(Rows from a point labeling set)
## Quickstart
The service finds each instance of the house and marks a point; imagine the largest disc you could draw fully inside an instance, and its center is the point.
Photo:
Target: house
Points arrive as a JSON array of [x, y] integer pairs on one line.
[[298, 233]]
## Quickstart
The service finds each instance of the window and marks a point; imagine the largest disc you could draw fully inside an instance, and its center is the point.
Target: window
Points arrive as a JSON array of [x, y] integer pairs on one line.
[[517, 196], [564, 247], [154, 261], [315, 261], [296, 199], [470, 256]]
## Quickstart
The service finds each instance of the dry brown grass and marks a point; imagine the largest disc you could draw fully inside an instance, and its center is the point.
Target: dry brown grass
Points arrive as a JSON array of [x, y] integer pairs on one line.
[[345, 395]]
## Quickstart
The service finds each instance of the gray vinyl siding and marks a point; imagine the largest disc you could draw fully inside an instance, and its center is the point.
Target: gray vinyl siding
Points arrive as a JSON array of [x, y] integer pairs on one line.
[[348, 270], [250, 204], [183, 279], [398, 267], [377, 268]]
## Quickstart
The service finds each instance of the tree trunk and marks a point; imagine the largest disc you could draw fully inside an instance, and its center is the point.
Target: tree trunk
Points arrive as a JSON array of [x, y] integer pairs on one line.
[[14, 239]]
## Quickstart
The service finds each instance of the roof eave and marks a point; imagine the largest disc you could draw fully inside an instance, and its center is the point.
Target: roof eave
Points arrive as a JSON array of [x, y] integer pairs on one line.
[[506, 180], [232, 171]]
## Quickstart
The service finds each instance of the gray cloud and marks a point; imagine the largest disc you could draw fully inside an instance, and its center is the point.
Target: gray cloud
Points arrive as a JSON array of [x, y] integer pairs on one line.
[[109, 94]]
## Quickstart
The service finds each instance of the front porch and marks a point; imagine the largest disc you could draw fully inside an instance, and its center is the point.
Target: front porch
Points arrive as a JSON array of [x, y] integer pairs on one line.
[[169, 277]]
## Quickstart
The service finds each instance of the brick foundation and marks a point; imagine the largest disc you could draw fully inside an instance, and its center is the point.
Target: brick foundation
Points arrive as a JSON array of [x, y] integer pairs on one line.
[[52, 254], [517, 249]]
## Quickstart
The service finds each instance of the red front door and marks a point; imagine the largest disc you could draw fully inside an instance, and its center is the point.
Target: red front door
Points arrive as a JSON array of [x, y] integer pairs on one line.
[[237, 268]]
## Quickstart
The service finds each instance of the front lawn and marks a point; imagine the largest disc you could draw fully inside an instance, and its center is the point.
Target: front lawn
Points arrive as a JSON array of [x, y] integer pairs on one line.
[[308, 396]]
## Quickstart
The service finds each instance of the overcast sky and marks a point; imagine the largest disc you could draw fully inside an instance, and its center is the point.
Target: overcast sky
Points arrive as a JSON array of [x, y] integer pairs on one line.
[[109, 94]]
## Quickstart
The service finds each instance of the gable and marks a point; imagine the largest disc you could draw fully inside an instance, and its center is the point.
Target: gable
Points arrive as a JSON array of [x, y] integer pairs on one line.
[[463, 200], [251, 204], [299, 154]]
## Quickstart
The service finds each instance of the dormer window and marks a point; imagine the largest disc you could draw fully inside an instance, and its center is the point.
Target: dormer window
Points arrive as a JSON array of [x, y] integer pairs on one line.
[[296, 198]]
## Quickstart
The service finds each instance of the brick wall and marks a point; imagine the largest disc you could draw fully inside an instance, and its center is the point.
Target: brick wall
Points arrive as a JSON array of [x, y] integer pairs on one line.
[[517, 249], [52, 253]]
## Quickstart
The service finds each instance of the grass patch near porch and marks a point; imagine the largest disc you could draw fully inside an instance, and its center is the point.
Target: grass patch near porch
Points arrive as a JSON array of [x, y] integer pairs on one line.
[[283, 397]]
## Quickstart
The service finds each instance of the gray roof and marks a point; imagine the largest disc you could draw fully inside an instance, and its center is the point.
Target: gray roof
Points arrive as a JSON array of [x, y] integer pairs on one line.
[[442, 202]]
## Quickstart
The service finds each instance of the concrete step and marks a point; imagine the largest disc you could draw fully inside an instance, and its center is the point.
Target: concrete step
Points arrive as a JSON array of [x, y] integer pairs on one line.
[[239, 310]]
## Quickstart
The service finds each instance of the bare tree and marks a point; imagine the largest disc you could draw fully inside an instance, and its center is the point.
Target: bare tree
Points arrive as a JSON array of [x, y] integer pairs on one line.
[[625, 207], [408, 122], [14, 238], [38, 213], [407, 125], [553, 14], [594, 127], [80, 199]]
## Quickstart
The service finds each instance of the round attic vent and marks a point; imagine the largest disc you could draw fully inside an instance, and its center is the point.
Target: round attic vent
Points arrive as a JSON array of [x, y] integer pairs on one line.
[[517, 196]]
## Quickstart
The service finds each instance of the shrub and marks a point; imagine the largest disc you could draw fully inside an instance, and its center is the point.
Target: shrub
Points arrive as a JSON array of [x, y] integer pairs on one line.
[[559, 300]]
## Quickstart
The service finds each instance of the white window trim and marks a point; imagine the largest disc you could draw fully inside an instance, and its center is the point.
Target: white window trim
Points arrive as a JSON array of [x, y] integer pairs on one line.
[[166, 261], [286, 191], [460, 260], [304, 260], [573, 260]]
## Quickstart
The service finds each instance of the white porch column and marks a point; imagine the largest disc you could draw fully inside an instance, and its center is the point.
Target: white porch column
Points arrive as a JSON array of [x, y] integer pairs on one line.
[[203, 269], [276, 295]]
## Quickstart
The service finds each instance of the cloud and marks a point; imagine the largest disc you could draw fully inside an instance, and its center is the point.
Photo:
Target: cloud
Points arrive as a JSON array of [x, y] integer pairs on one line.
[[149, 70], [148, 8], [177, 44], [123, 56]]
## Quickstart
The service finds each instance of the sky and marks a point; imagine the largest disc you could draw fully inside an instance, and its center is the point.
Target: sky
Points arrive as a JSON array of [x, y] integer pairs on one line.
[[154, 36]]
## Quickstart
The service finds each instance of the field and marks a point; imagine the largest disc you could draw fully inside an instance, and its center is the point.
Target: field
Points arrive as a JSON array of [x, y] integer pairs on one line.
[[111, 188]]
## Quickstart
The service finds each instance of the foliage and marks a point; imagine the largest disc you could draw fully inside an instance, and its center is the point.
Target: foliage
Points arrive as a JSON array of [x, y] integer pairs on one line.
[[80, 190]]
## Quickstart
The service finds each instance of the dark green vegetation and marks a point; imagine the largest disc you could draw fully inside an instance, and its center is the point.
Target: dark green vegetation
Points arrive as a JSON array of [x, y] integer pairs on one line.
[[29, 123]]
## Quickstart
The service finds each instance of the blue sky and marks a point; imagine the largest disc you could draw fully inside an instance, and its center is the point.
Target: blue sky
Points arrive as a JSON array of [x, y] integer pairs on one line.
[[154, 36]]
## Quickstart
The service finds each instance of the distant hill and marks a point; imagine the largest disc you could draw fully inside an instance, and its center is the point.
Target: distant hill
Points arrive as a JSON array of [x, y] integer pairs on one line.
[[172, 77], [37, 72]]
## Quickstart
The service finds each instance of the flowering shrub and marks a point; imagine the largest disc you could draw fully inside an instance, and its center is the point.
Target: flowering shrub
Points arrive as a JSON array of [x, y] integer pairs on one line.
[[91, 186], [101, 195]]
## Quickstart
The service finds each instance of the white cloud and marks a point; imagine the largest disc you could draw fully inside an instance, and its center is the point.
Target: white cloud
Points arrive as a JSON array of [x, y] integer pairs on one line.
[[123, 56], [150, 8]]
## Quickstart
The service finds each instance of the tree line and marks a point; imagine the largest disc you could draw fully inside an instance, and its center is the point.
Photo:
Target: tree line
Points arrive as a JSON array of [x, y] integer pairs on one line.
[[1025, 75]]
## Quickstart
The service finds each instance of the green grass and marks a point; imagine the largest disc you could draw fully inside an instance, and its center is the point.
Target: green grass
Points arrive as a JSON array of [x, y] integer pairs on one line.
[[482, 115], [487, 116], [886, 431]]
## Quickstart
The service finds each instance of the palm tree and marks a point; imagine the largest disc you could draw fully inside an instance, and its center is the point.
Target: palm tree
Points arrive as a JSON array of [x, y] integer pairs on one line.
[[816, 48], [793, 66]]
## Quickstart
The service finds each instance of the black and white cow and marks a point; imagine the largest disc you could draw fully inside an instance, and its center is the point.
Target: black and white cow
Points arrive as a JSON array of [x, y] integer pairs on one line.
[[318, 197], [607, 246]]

(Exercise task):
Return each line in the rows above that contains the string "house". Case counts.

(Response):
The service finds each instance of the house and marks a point; imagine the largest disc you could draw fully inside an instance, and its center is the point.
Target: house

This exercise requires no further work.